Pathans of Lucknow in Western Uttar Pradesh

Most Pathans of Lucknow are settled in Malihabad district in which there are Afridi Pathans, Yousafzai and Bangash, whereby the Pathans of Malihabad worked as agricultural landowners of mangoes that are famous internationally through the ownership of extensive orchards. The Afridi of Malihabad are known throughout as expert mango growers.

Pathans in Western Uttar Pradesh

The Pathan population in the Doab, with the exception of Kasganj, Kaimganj, Saraiaghat, Amanabad and Farrukhabad, Lucknow is fairly thin on the ground. The upper Doab, a region roughly covering an area from Aligarh to Saharanpur is home mainly to the Ranghar, Muslim Gujjar, and Muley Jat communities. However, the region is still home to a number of Pathan settlements. Starting with Saharanpur District, the Pathan population is found mainly in the city and villages nearby. The only large Pathan colony is that of the Kakars in Deoband tehsil, where there are several villages. There is also a very ancient settlement of Ghori Afghans in Roorkee, and settlements of Lodis in Saharanpur tehsil, and Yousafzais in Nakur. In addition to these, the district is also home to small numbers of Mohammadzais, Tareens, Durranis (mainly Barakzais and Achakzais), Bangash, Khalils and Afridis.

Deoband town itself has small communities of Yusufzais in Mohalla Qila and Kakars in Mohalla Pathan Pura. Until 1947, Mohalla Qila was predominantly a Pathan area and also houses a mosque, known as Masjid-e-Qila or Qila Wali Masjid, built by the Pathan King Sikander Bahlol Lodhi in the year 616 AH (1219 AD).

The mosque is still managed and administered by Yusufzais believed to be the descendents of Sajid Khan, the then ruler of the area. Like the Pathans of other parts of western Uttar Pradesh, Kakars and Yusufzais of Deoband were either small zamindars, served in the armed forces, the police force or were involved in transportation and logistical business.

In neighbouring Muzaffarnagar District, the Pathan settlements are found mainly in a tract between the Hindan and Kali rivers, there is a cluster of villagers known as the Bara Basti. These Pathan are for the most part belong to the Daudzai and Lodi tribes. Further west, the Kakar of what is known as the Bawan Basti were at one time substantial landowners. They are of the same stock as the Kakar of Deoband tehsil in neighbouring Saharanpur District. There is also a settlement of Afridis north of the town of Thana Bhawan, who were settled by the Mughal Emperor Aurangzeb to control the turbulent Ranghars of the region. Their main settlement is the village of Jalalabad.

**GIVEN REQUEST 1**
Using the passage on Pathans in Uttar Pradesh, decide whether each statement agrees with it. (a) The Kakar of the Bawan Basti share their stock with the Kakar of Deoband tehsil. (b) The Afridis north of Thana Bhawan were settled there by the Mughal Emperor Akbar. (c) The upper Doab is home mainly to Pathan communities.
**GIVEN REQUEST 2**
In the passage on Pathans in Uttar Pradesh, who manages and administers the mosque in Mohalla Qila?
**GIVEN REQUEST 3**
Proceed with the passage on Pathans in Uttar Pradesh, writing on from its final sentence.

**RECORD SET**
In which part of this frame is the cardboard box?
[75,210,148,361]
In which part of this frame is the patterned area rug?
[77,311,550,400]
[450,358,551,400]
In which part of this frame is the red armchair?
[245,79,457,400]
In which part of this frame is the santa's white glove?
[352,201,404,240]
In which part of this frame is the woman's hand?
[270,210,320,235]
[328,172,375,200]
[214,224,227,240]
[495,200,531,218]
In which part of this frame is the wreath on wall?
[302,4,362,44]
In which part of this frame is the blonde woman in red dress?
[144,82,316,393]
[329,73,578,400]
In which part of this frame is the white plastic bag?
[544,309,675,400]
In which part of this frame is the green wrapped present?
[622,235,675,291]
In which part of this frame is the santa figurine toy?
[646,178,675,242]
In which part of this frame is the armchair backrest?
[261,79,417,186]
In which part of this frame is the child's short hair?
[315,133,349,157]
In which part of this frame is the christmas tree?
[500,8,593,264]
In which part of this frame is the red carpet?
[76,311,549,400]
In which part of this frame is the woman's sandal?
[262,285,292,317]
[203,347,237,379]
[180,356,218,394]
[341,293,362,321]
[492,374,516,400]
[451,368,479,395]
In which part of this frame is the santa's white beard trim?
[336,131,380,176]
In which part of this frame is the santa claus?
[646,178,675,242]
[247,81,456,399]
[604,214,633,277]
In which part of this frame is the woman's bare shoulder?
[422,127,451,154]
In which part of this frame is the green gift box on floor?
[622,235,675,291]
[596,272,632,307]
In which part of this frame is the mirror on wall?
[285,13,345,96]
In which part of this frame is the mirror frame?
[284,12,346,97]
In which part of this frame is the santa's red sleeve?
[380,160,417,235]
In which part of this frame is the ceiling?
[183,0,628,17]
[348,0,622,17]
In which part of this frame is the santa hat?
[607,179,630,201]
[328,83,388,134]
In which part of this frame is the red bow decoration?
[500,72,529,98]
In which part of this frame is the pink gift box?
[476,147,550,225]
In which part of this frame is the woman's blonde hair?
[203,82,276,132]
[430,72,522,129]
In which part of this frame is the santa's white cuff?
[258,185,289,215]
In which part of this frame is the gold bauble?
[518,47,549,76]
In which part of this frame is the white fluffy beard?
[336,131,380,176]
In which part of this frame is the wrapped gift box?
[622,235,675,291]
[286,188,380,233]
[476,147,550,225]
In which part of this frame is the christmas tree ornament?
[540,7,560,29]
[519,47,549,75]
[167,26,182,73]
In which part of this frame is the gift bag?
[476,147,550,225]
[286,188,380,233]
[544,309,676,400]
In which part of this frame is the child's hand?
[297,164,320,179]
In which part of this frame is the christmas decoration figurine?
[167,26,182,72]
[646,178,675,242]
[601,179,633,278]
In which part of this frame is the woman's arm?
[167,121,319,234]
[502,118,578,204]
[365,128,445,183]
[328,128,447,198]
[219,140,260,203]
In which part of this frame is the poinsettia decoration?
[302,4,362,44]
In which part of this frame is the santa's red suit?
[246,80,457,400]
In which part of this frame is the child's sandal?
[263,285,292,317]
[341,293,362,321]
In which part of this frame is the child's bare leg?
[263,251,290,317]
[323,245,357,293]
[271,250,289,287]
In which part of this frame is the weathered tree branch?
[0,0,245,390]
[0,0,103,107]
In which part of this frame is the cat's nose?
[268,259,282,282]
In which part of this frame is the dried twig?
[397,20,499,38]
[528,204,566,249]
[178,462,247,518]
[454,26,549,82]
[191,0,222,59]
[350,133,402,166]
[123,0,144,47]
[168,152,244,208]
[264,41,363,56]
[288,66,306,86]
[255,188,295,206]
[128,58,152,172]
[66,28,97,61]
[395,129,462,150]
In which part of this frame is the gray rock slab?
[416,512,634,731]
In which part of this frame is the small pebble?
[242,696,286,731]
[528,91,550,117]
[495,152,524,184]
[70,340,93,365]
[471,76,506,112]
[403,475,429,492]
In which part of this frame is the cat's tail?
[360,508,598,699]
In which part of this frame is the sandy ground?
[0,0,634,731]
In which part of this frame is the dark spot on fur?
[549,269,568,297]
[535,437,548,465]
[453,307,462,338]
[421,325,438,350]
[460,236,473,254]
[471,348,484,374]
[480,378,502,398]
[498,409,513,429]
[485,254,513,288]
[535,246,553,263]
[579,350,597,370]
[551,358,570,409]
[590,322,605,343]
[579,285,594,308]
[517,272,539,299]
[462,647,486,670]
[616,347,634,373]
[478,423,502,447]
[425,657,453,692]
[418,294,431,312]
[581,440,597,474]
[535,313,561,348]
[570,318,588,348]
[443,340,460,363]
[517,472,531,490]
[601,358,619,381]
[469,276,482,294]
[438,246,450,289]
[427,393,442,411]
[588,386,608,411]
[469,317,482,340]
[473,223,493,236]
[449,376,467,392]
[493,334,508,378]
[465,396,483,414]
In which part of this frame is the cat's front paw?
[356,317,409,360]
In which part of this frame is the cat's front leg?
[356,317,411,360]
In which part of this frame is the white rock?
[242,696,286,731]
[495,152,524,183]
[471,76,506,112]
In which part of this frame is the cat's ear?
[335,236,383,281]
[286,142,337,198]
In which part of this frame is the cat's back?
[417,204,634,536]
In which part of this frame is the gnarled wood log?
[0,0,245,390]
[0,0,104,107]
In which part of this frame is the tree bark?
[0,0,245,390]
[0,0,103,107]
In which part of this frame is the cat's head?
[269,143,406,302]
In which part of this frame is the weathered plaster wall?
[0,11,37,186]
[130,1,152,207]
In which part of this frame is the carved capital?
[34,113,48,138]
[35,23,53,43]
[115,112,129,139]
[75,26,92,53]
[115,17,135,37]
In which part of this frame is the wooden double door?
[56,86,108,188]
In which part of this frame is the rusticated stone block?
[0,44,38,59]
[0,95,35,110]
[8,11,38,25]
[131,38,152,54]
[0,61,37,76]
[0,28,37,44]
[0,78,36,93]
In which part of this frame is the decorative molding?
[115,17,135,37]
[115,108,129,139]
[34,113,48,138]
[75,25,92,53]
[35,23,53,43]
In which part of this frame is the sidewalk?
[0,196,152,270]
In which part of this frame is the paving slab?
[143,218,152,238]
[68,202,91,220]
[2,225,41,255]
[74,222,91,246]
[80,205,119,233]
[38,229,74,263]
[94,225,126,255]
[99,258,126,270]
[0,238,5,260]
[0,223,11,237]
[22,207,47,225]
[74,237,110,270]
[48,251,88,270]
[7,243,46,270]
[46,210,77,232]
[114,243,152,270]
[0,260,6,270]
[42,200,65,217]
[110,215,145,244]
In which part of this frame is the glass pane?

**EXERCISE RESPONSE 1**
(a) Yes: "They are of the same stock as the Kakar of Deoband tehsil in neighbouring Saharanpur District."
(b) No: "who were settled by the Mughal Emperor Aurangzeb to control the turbulent Ranghars of the region."
(c) No: "is home mainly to the Ranghar, Muslim Gujjar, and Muley Jat communities."

**EXERCISE RESPONSE 2**
Yusufzais believed to be the descendants of Sajid Khan, the then ruler of the area.

**EXERCISE RESPONSE 3**
In Meerut District, including Baghpat, the Pathan are found throughout these two districts. They belong for the most part to the Yousafzai and Ghori tribe. The city of Meerut has been said to be the earliest settlement of the Pashtuns in North India, and the Ghori have been settled for at least eight hundred years. Other Pathan tribes in the district include the Kakar, Bangash, Tareen and Afridi.

The district of Bulandshahr is home to a number of important Pathan colonies. Perhaps the most important settlement is that of the city of Khurja. The Keshgis of Khurja were brought over from Kasur in Punjab by Firuz Shah Tughlaq. They are often referred to as Kasuria, on account of that being their original settlement in India. There also exists a barah basti, or twelve towns of Lodi Pathans near the banks of the Ganges. These Pathans are connected through marriage with the larger Pathan settlement in Rohilkhand, across the river. The Pathans of the Barah-Basti villages of Bulandshahr produced a large number of volunteers who joined the British Irregular Cavalry, many of whom rebelled during the Indian Rebellion of 1857 under Abdul Latif Khan of Khanpur and Walidad Khan of Malagarh. The Pathans of Malakpur, who are Yousafzai were settled their by the Emperor Akbar. In additions to these communities, there are also settlements of Afridis, in the city of Bulandshahr, as well as Bangash.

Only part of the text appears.